What this task involves. Within the records, how many lines hold the word "snow"? State that number alone.

Records from a data collection.
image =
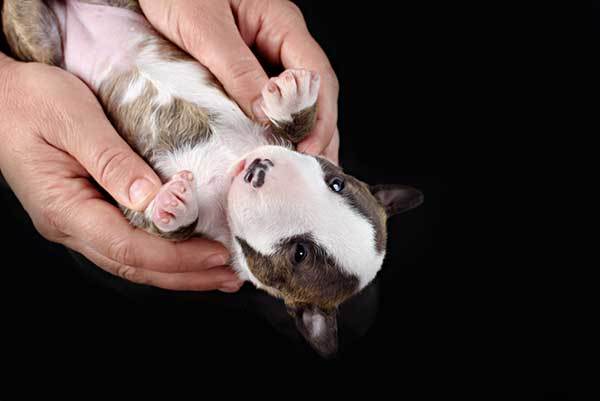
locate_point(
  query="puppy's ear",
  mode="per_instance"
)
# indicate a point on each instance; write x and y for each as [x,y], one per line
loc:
[317,326]
[397,198]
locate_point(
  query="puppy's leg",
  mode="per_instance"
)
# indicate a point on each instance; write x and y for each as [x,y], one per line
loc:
[32,31]
[173,214]
[290,103]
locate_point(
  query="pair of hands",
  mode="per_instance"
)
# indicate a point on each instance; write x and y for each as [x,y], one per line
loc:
[55,138]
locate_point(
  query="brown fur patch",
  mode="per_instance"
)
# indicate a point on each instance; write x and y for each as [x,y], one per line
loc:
[32,31]
[300,126]
[148,127]
[358,195]
[316,281]
[132,5]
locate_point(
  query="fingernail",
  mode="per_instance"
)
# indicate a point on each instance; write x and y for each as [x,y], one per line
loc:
[257,110]
[218,259]
[140,191]
[231,286]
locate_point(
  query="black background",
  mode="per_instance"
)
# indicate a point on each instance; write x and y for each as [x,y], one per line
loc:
[450,318]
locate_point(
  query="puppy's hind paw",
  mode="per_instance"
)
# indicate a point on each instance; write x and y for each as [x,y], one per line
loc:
[291,93]
[175,206]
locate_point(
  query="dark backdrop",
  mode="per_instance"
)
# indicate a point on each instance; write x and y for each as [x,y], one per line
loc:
[428,324]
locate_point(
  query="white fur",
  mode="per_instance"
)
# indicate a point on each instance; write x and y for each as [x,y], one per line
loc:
[294,199]
[297,90]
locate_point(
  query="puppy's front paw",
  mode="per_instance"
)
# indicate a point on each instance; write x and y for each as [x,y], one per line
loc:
[175,206]
[291,93]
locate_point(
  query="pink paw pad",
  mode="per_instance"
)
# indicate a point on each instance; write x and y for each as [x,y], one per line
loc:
[175,205]
[289,93]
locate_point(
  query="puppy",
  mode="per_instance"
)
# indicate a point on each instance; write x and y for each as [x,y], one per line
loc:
[297,226]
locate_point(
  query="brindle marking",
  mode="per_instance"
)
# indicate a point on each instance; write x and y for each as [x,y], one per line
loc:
[317,280]
[358,195]
[32,31]
[300,126]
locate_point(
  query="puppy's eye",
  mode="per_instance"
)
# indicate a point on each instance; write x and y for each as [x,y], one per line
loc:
[336,184]
[300,253]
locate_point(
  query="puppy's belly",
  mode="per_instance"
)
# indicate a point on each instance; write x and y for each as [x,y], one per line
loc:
[97,38]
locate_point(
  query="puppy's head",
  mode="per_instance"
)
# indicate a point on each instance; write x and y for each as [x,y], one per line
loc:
[310,234]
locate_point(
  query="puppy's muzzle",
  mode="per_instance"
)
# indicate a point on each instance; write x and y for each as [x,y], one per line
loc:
[256,172]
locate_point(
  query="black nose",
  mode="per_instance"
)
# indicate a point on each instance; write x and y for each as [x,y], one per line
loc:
[256,172]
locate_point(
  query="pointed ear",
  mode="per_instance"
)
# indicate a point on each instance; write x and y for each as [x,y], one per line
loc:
[397,198]
[318,327]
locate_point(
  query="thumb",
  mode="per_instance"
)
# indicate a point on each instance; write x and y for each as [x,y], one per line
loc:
[113,164]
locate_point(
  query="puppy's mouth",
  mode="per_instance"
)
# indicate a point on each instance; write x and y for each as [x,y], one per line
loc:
[257,171]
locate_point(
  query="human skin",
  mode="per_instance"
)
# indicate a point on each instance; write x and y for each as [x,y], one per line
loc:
[56,140]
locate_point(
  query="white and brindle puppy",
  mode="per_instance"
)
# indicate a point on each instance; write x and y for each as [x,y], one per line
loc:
[297,226]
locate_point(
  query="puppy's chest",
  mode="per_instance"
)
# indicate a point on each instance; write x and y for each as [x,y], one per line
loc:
[97,38]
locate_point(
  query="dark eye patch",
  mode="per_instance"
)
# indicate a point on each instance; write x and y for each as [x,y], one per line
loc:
[317,279]
[358,196]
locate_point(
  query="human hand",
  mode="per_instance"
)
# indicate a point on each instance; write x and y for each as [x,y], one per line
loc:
[55,138]
[219,35]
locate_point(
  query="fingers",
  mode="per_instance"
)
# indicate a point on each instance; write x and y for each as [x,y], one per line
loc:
[216,278]
[90,138]
[115,166]
[208,31]
[102,227]
[226,55]
[288,41]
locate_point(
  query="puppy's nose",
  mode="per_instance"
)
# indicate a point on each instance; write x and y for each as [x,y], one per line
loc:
[256,172]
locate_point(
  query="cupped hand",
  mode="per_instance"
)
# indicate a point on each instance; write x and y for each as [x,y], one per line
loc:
[54,139]
[220,33]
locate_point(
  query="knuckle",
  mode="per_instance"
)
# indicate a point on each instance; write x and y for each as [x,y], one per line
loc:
[292,9]
[122,252]
[130,273]
[109,164]
[51,223]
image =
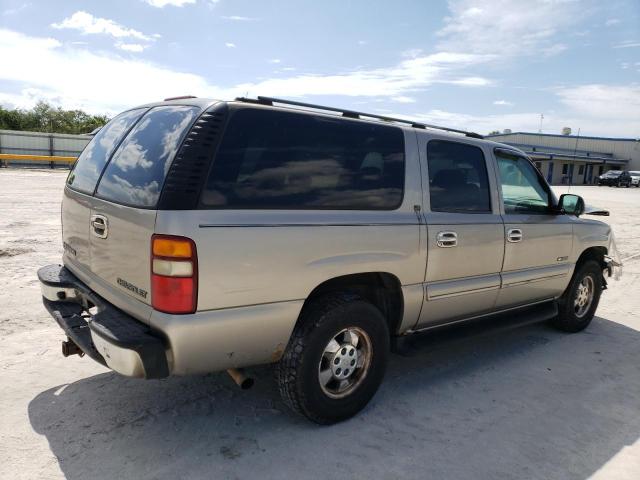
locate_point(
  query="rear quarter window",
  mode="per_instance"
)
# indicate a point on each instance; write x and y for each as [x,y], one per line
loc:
[94,157]
[284,160]
[135,175]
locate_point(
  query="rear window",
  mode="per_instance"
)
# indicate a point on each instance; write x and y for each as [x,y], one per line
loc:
[93,158]
[285,160]
[136,172]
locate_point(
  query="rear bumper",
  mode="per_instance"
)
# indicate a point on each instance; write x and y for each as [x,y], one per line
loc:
[101,330]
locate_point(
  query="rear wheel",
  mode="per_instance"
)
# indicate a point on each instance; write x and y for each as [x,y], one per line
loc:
[578,304]
[335,360]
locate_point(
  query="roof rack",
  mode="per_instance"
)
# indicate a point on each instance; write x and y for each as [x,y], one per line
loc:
[353,114]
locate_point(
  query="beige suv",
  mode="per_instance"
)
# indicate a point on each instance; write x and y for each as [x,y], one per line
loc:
[202,236]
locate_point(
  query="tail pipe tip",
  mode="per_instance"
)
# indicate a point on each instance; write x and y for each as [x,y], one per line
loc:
[238,376]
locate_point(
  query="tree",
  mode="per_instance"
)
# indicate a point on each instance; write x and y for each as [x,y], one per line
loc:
[46,118]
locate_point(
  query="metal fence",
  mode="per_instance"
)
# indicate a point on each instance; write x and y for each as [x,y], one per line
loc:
[34,148]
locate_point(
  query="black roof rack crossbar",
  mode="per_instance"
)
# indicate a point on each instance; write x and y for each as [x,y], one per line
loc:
[354,114]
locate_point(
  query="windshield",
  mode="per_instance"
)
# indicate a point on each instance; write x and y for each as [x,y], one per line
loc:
[94,157]
[136,172]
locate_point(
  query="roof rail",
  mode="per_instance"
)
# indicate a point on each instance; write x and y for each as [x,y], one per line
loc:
[353,114]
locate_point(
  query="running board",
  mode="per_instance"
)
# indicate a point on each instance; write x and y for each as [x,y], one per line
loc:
[490,324]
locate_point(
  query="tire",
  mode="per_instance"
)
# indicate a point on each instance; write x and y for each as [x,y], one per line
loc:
[309,355]
[574,317]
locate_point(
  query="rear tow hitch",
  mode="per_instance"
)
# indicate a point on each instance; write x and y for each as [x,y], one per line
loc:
[70,348]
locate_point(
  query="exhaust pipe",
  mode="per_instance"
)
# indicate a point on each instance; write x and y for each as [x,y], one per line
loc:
[238,376]
[70,348]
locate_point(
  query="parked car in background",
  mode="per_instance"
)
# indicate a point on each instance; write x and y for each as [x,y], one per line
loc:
[201,236]
[615,178]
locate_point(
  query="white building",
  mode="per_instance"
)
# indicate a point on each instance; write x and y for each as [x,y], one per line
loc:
[565,159]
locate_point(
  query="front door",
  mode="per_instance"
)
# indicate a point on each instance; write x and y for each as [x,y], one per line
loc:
[538,241]
[464,231]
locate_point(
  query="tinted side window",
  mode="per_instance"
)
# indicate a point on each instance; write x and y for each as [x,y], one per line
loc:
[93,158]
[284,160]
[136,172]
[458,180]
[523,191]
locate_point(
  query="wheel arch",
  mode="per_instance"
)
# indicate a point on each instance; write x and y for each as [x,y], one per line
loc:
[382,289]
[592,253]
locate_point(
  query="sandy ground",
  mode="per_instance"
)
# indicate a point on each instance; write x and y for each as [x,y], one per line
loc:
[524,402]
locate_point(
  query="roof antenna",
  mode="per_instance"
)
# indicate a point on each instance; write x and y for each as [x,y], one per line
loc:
[575,152]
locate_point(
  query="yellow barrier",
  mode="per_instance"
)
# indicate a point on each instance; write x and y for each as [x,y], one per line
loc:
[44,158]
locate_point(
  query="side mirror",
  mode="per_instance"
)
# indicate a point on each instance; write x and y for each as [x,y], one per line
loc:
[571,204]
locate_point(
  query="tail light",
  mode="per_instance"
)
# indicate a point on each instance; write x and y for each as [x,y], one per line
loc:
[174,274]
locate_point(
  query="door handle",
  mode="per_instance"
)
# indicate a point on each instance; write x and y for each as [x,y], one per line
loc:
[100,226]
[514,235]
[447,239]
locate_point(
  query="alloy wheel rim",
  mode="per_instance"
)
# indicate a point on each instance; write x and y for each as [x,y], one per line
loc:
[345,362]
[584,296]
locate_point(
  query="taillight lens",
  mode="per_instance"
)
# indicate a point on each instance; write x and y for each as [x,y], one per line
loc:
[174,274]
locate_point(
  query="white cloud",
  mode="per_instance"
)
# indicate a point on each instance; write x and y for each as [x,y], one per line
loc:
[472,82]
[131,47]
[621,102]
[16,10]
[595,109]
[173,3]
[123,82]
[88,24]
[101,82]
[403,99]
[507,27]
[239,18]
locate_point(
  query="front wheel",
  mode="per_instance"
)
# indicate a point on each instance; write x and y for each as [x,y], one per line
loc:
[335,360]
[578,304]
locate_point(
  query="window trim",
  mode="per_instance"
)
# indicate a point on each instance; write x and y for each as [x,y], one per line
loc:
[238,108]
[552,201]
[490,211]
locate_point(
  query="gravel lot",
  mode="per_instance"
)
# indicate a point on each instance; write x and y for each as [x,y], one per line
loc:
[524,402]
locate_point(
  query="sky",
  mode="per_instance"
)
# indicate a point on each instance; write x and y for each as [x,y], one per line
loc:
[478,65]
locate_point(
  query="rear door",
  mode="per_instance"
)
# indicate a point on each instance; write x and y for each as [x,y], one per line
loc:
[81,183]
[464,230]
[538,241]
[123,214]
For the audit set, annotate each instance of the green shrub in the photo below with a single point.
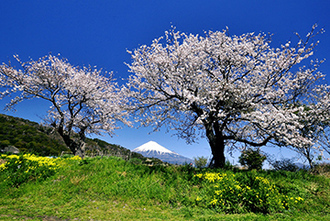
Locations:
(253, 159)
(241, 193)
(200, 162)
(285, 164)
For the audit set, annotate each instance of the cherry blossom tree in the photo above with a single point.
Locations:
(83, 100)
(237, 91)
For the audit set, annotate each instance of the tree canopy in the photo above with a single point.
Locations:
(235, 90)
(83, 100)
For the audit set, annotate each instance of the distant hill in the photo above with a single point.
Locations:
(31, 137)
(153, 149)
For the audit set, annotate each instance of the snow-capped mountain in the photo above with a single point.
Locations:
(153, 149)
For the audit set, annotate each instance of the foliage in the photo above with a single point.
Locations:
(83, 100)
(109, 188)
(241, 193)
(200, 162)
(233, 90)
(253, 159)
(284, 164)
(24, 168)
(29, 137)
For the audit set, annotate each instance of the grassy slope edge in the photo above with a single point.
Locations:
(110, 188)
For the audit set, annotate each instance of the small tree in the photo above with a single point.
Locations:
(82, 99)
(233, 90)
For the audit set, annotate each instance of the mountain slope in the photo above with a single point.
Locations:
(31, 137)
(153, 150)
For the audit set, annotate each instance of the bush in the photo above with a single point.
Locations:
(253, 159)
(200, 162)
(285, 164)
(241, 193)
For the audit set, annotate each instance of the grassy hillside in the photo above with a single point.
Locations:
(31, 137)
(110, 188)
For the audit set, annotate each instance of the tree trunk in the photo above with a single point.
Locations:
(217, 144)
(218, 149)
(77, 148)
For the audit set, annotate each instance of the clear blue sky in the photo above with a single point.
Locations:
(99, 32)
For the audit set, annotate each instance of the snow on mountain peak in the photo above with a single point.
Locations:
(152, 146)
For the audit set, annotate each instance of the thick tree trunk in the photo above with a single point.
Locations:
(217, 144)
(76, 147)
(218, 149)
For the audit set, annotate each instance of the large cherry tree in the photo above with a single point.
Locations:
(83, 100)
(235, 90)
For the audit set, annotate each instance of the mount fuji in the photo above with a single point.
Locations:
(153, 149)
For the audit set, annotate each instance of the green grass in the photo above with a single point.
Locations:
(110, 188)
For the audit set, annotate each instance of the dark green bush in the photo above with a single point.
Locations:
(253, 159)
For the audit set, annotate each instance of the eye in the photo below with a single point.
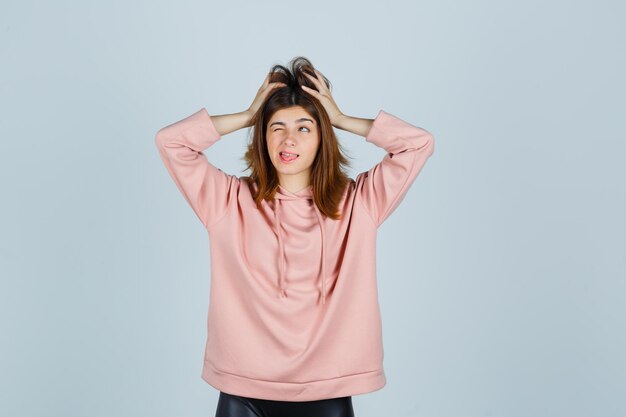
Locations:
(301, 127)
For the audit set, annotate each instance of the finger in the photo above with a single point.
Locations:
(310, 91)
(315, 81)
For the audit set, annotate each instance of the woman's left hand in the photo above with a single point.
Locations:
(324, 96)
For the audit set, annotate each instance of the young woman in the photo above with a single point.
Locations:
(294, 325)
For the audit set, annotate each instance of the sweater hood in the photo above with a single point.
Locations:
(283, 196)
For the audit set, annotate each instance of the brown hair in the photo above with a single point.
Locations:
(327, 176)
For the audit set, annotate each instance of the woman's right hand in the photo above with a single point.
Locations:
(265, 89)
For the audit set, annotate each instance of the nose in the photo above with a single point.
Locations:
(289, 140)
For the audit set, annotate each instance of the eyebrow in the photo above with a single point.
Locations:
(302, 119)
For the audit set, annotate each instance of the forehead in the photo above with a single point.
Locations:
(291, 115)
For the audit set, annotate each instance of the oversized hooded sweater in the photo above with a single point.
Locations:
(293, 306)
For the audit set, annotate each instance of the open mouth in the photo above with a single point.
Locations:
(288, 157)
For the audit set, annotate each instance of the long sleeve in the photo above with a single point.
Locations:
(206, 188)
(383, 187)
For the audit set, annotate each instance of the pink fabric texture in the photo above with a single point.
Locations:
(293, 309)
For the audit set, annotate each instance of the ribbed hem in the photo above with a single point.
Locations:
(289, 391)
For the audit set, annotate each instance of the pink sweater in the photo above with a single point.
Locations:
(293, 310)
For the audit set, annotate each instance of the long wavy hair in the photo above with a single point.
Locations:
(328, 177)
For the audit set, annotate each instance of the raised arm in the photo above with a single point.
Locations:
(206, 188)
(383, 187)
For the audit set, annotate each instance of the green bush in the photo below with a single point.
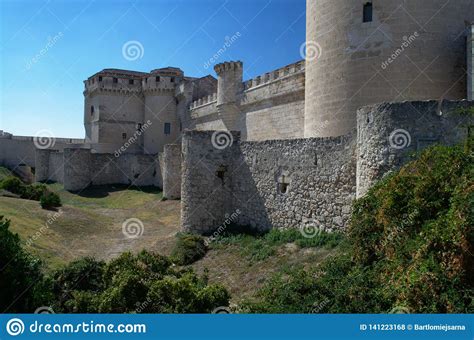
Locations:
(410, 245)
(22, 287)
(188, 249)
(50, 200)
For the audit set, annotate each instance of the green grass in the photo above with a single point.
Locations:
(260, 247)
(4, 173)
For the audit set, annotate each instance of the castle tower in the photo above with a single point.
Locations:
(229, 87)
(160, 109)
(363, 52)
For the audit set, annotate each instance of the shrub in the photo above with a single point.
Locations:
(21, 283)
(188, 249)
(410, 245)
(50, 200)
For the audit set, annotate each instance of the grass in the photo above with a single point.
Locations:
(258, 248)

Task output. 2